„Deutschland kann es sich nicht mehr leisten, dass Jugendliche wegen eines gesundheitlichen Handicaps keine vernünftige Schul- und Berufsausbildung machen, während es gleichzeitig immer mehr an qualifizierten Fachkräften mangelt“, erklärt der Vorsitzende der Bundesarbeitsgemeinschaft medizinisch-berufliche Rehabilitation, Dr. Joseph Lecheler. Als Leiter einer CJD-Rehaeinrichtung in Berchtesgaden, in der Jugendliche mit Asthma bronchiale, Diabetes, Mukoviszidose und Adipositas eine Berufsausbildung machen können, weiß er, wie wichtig so ein Angebot ist: „Diese Jugendlichen haben es auf dem freien Ausbildungsmarkt schwer, eine Lehrstelle zu finden. Mit der entsprechenden Schulung und Ausbildung können sie aber ohne weiteres voll in einen Beruf einsteigen.“ Inmitten der Finanz- und Wirtschaftskrise bleiben diese Hilfsangebote jedoch nicht ungeschoren.
Auf einer Fachtagung der Bundesarbeitsgemeinschaft medizinisch-beruflicher Rehabilitation Anfang Mai in Bonn bewerteten Rehaexperten aus ganz Deutschland die Zukunftsaussichten unter den neuen Vorzeichen der Gesundheitsreform. Ihr Resümee fällt recht düster aus: Auf der Basis einer umstrittenen Liste von Krankheiten, dem so genannten morbititätsorientierten Risikostrukturausgleich (Morbi-RSA), erhalten Krankenkassen Ausgleichszahlungen für die Behandlung bestimmter Indikationen. Für nicht im Morbi-RSA enthaltene Krankheiten gibt es dagegen kein Geld – und das betrifft auch weit verbreitete Volkskrankheiten. Das führt bereits jetzt dazu, dass z.B. weniger übergewichtige Jugendliche eine Rehamaßnahme bewilligt bekommen. Werden die nicht enthaltenen Krankheiten also in Zukunft schlechter oder gar nicht mehr behandelt? Kann Rehabilitation ihr Ziel überhaupt noch effektiv verfolgen, den Kranken wieder ein normales Leben mit einer normalen Teilhabe in allen Lebensbereichen zu ermöglichen?

# Aufgabe 1
Welche Erkrankungen nennt der Ausgangstext bei den Jugendlichen, die in der CJD-Rehaeinrichtung in Berchtesgaden eine Berufsausbildung machen können?
# Aufgabe 2
Fassen Sie den Absatz des Ausgangstextes, der mit „Auf einer Fachtagung der Bundesarbeitsgemeinschaft“ beginnt, als Stichpunktliste zusammen und behalten Sie dabei seine wesentlichen Aussagen bei.
# Aufgabe 3
Führen Sie den Ausgangstext zur medizinisch-beruflichen Rehabilitation im Anschluss an seinen letzten Satz fort.
Die Datensätze sind eigenständiges Material und gehören nicht zum Ausgangstext.

# Vorliegende Datensätze

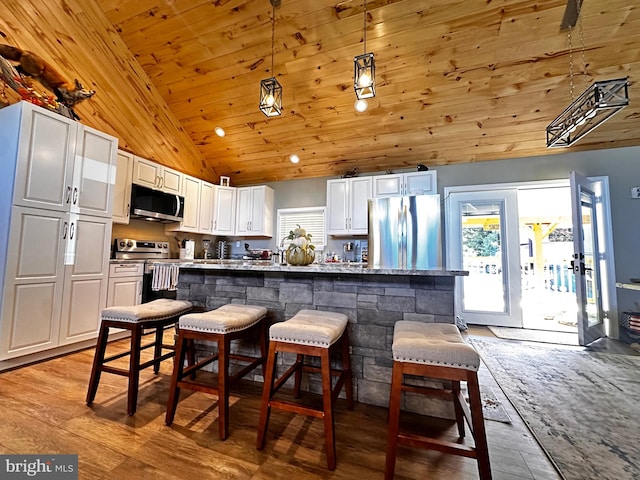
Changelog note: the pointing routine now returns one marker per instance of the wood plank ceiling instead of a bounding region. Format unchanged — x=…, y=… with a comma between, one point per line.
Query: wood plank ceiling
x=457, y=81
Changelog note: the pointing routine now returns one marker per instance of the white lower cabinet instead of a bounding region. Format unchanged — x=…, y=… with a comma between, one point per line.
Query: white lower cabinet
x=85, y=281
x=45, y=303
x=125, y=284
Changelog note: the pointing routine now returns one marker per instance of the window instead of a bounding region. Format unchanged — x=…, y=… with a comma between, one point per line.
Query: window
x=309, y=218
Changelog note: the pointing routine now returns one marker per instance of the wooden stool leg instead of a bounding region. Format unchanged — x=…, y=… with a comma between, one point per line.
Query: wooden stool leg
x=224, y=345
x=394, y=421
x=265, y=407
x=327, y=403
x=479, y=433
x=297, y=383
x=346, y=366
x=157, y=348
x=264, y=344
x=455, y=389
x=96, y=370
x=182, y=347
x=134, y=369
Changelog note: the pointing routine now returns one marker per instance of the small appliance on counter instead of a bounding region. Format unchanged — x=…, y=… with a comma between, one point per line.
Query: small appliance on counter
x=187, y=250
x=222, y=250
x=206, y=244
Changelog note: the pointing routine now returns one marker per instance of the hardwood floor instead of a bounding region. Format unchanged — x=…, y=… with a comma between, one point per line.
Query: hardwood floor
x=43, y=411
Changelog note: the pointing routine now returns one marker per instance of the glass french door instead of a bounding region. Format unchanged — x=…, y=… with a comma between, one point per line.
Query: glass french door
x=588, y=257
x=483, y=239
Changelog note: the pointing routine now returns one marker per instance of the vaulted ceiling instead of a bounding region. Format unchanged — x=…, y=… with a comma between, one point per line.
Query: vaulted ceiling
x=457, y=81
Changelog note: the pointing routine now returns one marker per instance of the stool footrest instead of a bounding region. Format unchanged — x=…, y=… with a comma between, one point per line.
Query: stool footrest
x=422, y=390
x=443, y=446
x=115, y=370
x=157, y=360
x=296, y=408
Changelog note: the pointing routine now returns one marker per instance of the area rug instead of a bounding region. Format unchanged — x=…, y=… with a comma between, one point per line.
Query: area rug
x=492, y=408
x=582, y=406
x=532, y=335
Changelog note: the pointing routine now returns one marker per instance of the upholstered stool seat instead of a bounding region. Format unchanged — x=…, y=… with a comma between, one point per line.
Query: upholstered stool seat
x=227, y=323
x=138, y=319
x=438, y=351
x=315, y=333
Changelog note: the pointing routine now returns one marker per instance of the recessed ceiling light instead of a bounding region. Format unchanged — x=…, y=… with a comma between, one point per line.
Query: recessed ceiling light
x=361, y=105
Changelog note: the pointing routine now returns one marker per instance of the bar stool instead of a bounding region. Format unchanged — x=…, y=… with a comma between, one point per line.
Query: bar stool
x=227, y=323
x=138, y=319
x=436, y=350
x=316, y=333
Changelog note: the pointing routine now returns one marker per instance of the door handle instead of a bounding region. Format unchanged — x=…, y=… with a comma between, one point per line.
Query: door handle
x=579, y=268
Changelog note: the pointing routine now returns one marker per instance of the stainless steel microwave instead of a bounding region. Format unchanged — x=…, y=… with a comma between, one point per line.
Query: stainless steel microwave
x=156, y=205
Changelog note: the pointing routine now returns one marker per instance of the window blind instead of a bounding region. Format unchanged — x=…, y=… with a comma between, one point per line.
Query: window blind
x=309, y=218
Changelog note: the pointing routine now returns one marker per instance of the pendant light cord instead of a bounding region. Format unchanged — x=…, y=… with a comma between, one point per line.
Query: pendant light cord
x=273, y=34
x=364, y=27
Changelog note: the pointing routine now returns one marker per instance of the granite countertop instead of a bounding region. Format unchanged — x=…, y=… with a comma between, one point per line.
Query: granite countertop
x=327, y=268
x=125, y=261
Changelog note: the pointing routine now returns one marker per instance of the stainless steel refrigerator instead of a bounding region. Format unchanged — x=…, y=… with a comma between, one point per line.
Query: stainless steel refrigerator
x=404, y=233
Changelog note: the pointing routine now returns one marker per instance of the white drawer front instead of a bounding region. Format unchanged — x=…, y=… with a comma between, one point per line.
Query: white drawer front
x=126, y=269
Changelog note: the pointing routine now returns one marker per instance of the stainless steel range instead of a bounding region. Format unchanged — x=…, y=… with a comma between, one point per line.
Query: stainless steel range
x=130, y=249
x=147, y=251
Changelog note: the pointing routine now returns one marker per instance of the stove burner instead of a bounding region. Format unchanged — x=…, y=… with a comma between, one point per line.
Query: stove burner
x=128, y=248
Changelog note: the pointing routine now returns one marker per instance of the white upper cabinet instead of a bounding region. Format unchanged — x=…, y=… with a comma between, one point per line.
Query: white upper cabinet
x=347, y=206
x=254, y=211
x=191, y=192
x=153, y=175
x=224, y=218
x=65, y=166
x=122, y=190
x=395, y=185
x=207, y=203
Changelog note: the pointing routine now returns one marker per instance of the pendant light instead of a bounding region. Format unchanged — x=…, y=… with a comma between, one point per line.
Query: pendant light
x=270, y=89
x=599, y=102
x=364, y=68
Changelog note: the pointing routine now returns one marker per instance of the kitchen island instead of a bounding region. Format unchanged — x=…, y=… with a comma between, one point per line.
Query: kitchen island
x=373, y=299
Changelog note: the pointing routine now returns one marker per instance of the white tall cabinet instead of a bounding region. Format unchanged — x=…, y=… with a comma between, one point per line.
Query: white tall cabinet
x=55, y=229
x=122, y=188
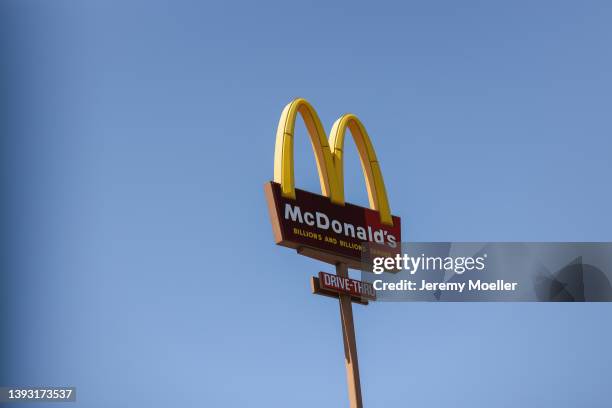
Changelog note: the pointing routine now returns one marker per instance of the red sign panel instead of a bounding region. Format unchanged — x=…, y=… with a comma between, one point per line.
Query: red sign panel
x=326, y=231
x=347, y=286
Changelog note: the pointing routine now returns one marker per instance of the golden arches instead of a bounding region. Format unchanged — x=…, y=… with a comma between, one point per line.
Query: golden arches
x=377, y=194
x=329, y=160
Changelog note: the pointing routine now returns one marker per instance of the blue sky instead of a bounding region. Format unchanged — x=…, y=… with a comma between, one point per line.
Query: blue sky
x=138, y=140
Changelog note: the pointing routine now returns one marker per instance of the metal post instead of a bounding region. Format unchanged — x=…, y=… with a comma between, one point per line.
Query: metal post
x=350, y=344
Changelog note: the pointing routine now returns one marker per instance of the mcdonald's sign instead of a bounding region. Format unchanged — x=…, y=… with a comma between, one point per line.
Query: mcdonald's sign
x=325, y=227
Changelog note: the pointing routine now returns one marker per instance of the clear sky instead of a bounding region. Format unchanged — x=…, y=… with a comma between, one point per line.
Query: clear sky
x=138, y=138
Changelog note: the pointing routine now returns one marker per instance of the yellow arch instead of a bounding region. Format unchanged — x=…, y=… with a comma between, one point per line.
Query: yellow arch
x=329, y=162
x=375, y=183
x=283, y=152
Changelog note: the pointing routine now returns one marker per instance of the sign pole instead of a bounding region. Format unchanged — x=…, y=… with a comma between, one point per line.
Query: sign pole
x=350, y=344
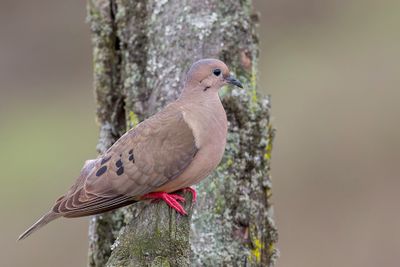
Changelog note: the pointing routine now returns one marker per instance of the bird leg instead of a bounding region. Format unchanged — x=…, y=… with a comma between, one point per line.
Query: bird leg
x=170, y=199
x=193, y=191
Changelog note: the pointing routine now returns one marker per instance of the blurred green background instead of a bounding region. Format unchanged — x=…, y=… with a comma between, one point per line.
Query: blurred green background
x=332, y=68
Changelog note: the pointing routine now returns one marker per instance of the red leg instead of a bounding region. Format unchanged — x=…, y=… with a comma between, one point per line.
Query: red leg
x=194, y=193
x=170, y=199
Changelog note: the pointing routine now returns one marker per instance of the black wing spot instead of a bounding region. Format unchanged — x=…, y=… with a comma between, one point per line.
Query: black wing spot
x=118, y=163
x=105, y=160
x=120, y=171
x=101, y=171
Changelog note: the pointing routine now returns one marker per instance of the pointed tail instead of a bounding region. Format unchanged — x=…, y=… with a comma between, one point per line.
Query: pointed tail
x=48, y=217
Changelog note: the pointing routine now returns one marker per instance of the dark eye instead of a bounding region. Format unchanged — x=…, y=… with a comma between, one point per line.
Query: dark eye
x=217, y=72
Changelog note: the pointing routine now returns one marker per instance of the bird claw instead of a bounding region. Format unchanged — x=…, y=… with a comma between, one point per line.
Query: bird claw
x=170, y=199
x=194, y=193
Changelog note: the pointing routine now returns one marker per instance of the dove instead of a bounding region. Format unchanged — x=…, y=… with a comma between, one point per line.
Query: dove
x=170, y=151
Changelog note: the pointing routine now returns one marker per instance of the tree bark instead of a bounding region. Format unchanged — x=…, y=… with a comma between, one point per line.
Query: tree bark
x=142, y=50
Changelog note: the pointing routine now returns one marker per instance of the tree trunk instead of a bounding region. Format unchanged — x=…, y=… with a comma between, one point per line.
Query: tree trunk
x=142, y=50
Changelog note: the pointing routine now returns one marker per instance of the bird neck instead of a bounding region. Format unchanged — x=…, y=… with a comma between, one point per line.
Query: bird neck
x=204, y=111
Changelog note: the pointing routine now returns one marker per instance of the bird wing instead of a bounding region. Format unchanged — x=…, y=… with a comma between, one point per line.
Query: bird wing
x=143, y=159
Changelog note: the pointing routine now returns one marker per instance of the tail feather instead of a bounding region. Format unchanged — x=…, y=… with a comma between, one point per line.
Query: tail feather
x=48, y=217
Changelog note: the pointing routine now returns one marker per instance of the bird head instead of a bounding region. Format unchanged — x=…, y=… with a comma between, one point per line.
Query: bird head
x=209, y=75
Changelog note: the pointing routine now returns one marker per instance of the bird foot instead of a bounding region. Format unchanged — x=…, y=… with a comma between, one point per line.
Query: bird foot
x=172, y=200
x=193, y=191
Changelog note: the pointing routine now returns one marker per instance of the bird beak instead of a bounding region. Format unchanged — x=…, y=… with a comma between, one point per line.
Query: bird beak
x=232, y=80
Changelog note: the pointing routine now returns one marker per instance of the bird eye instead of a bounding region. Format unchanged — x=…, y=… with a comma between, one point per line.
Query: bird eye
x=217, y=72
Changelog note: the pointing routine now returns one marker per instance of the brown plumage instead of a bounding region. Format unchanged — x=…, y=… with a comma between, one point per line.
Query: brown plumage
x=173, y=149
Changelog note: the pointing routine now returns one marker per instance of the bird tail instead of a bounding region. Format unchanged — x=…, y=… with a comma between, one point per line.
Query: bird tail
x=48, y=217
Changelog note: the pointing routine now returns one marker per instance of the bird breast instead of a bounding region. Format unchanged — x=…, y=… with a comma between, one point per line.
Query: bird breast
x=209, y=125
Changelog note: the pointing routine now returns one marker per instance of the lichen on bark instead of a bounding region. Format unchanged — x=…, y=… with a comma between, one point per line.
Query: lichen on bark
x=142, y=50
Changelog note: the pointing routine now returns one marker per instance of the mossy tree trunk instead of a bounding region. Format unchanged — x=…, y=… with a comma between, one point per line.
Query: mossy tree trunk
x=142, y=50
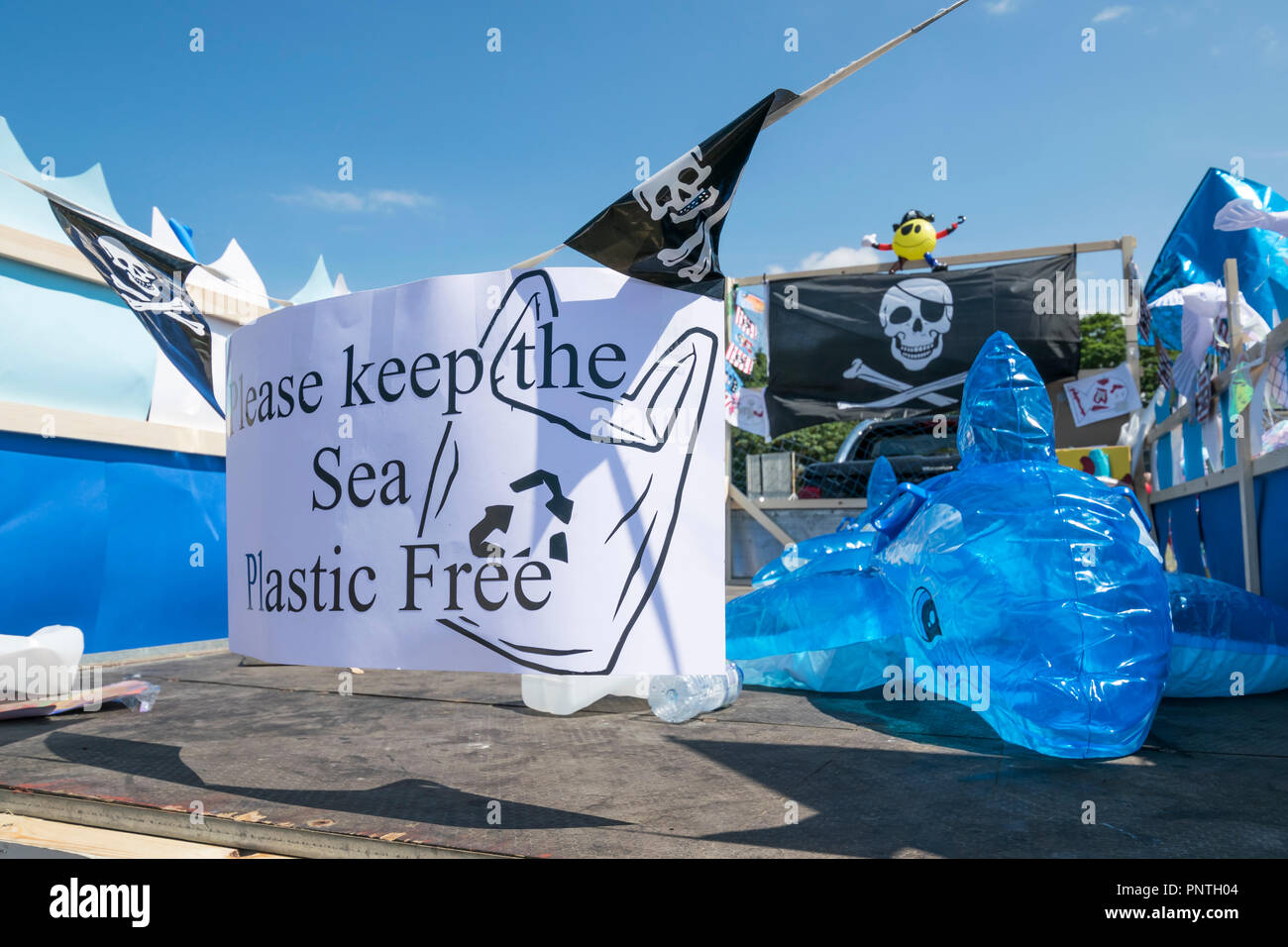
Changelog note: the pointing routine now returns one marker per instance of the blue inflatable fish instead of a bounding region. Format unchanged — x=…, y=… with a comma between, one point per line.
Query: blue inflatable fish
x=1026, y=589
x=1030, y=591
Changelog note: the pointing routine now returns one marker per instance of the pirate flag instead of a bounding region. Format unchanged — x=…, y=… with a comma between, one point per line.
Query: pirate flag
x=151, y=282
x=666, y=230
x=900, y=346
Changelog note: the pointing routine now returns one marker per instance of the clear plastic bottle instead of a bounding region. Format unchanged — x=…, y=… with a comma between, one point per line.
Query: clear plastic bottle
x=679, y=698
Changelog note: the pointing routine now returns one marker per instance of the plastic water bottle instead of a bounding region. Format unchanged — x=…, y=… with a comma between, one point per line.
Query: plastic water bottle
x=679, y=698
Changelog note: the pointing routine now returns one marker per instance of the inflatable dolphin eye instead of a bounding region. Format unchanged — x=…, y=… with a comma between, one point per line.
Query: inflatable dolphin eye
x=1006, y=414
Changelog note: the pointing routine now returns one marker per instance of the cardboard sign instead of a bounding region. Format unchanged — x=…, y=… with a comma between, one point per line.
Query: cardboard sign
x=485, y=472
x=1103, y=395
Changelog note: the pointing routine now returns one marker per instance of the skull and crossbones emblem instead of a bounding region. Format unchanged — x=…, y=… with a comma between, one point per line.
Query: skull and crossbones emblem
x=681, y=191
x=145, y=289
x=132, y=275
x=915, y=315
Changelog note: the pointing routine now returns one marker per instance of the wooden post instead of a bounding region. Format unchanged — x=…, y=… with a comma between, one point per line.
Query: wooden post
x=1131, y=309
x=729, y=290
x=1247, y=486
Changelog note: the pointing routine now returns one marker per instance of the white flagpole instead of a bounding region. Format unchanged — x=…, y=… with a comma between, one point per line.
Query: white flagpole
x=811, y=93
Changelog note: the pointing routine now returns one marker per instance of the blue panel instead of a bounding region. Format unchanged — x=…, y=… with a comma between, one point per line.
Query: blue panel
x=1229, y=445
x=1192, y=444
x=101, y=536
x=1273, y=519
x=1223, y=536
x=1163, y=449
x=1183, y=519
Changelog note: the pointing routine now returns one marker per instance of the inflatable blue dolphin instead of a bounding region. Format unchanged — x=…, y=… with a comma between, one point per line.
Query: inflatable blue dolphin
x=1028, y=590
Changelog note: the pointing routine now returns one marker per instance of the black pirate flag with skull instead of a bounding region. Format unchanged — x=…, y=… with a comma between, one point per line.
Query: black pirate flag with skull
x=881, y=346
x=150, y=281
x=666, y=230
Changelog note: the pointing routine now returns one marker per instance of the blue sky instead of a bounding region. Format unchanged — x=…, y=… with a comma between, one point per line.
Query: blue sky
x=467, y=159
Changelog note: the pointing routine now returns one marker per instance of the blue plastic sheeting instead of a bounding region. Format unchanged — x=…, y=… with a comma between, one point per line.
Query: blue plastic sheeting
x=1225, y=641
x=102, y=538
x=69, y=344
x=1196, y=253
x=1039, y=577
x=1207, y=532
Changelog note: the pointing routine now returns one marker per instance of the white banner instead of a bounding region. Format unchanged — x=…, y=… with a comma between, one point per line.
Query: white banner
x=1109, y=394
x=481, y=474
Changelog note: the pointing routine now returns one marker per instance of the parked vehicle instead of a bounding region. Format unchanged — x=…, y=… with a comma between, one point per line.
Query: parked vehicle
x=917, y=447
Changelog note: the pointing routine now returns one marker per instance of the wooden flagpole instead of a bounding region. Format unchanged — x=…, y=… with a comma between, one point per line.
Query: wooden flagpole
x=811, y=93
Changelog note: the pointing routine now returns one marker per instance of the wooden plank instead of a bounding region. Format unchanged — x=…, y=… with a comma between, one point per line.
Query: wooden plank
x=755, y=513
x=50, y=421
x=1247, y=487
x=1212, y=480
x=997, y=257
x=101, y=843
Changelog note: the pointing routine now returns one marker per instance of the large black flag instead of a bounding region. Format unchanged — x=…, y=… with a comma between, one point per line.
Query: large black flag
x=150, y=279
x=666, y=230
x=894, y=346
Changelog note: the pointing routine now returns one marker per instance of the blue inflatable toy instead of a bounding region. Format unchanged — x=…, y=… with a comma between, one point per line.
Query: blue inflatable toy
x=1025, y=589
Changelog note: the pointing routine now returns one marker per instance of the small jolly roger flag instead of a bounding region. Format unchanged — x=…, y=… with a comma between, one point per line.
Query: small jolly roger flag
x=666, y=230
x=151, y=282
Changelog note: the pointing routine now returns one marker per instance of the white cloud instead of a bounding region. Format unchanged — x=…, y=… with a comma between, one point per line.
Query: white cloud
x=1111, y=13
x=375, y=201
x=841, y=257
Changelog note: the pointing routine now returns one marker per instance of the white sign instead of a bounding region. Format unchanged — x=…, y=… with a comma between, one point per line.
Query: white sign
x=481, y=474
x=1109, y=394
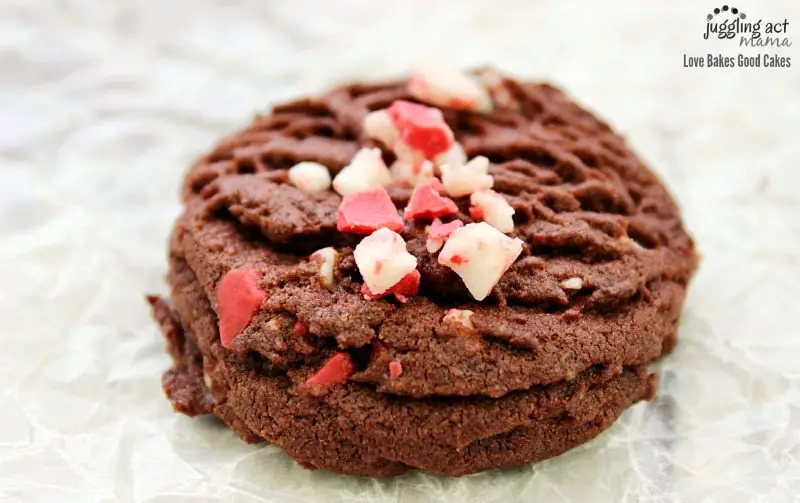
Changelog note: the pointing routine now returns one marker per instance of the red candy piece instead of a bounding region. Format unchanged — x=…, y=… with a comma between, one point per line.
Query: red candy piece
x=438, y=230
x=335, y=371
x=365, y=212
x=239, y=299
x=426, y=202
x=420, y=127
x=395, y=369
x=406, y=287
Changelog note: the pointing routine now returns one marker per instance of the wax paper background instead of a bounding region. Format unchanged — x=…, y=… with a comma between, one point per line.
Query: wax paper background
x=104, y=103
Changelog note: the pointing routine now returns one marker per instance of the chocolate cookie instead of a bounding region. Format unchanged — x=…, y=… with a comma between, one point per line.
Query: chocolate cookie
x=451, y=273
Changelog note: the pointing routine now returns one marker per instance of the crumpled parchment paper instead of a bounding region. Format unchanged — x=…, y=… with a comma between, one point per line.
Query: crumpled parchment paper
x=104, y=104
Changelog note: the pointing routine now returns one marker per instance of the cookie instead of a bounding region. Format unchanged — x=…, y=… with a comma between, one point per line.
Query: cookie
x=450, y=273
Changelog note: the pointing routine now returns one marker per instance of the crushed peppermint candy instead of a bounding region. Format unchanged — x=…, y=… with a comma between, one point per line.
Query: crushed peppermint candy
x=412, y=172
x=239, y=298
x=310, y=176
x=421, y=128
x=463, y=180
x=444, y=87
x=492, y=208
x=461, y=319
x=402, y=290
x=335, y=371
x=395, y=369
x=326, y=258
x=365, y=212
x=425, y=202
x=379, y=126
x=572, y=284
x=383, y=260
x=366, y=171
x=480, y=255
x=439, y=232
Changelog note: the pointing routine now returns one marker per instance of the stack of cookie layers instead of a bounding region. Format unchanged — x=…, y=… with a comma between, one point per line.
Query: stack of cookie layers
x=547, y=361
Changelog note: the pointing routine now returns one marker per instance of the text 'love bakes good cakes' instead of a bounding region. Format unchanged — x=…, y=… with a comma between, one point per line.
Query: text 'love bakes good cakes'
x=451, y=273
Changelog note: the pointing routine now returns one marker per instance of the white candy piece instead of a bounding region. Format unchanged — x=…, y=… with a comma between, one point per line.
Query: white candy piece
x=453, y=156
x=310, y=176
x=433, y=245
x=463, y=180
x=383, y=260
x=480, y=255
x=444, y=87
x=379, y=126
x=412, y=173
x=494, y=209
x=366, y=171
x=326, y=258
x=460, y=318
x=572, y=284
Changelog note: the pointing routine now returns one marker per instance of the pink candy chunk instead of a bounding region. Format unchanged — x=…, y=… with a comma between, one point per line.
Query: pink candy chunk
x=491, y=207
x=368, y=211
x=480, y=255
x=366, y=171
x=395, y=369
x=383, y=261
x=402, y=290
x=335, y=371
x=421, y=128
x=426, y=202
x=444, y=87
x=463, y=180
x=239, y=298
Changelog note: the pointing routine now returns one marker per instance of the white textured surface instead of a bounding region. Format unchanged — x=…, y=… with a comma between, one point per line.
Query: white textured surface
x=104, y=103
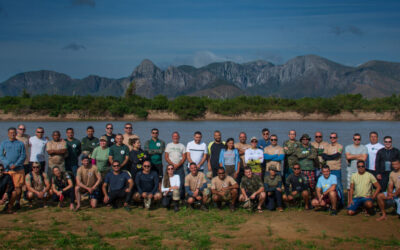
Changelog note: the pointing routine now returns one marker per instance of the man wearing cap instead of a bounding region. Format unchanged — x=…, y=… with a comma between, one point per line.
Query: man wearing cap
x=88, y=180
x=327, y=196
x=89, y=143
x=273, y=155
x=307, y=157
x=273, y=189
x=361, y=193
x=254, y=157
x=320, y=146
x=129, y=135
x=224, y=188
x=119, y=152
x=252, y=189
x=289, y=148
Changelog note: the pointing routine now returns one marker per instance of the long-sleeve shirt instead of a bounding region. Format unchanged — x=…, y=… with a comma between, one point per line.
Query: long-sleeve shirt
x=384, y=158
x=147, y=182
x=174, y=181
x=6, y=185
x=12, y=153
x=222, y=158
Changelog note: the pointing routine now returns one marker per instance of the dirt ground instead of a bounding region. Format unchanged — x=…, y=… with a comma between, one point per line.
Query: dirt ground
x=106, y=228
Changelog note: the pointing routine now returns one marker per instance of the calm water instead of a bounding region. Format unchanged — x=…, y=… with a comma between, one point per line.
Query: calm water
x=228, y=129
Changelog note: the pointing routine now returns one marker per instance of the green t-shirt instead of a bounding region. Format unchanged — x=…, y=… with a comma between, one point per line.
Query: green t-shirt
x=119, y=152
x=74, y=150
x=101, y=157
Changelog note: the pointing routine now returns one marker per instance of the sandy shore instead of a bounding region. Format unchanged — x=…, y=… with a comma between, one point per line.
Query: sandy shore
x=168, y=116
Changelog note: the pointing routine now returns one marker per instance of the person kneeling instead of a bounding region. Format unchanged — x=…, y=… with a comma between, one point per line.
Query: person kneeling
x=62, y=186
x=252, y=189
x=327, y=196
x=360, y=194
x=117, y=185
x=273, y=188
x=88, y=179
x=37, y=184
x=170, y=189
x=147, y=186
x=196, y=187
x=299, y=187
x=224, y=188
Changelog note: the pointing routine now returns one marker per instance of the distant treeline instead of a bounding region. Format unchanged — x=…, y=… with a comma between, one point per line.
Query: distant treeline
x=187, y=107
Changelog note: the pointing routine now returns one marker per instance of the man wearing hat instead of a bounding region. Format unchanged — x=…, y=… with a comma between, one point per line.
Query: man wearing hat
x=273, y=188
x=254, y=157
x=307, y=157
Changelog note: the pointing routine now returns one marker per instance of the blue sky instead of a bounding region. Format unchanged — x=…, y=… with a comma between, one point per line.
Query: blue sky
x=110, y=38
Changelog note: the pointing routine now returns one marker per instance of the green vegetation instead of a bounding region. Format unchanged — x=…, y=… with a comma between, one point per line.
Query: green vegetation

# Lösung 1
Asthma bronchiale, Diabetes, Mukoviszidose und Adipositas.

# Lösung 2
- Anfang Mai bewerteten Rehaexperten aus ganz Deutschland auf einer Fachtagung der Bundesarbeitsgemeinschaft medizinisch-beruflicher Rehabilitation in Bonn die Zukunftsaussichten unter der Gesundheitsreform.
- Ihr Fazit fällt düster aus.
- Krankenkassen erhalten Ausgleichszahlungen für die Behandlung bestimmter Indikationen auf Grundlage einer umstrittenen Krankheitsliste, des Morbi-RSA.
- Für Krankheiten, die nicht im Morbi-RSA stehen, gibt es kein Geld. Das betrifft auch weit verbreitete Volkskrankheiten.
- Schon jetzt bekommen dadurch z. B. weniger übergewichtige Jugendliche eine Rehamaßnahme bewilligt.
- Offene Fragen: Werden die nicht enthaltenen Krankheiten künftig schlechter oder gar nicht mehr behandelt? Kann Rehabilitation ihr Ziel noch effektiv verfolgen, Kranken ein normales Leben mit voller Teilhabe zu ermöglichen?

# Lösung 3
Boris Augurzky vom Rheinisch-Westfälischen Institut für Wirtschaftforschung (RWI) Essen sieht für 2009 noch keine wesentliche Beeinträchtigung der Rehabranche. Für die Jahre 2010 und 2011 erwartet er jedoch gravierende negative Folgen sowohl für die Belegung der Rehakliniken als auch für die grundsätzliche Finanzierungsbereitschaft der Kostenträger. Die Zahl der Insolvenzen bzw. der von Insolvenz bedrohten Kliniken wird auf über 25 Prozent steigen.
Die langfristige Prognose ist zum Glück etwas besser: „In den folgen Jahren bis 2020 wird sich die wirtschaftliche Lage der Rehaklinken deutlich bessern, auch die Zahl der zu erwartenden Insolvenzen im Rehabilitationsbereich wird drastisch abnehmen“, so Augurzky. Grund ist insbesondere die Zunahme von chronischen Erkrankungen und die demographische Entwicklung, welche die Rehabilitation zu einem unverzichtbaren Faktor der gesamtgesellschaftlichen Entwicklung machen wird.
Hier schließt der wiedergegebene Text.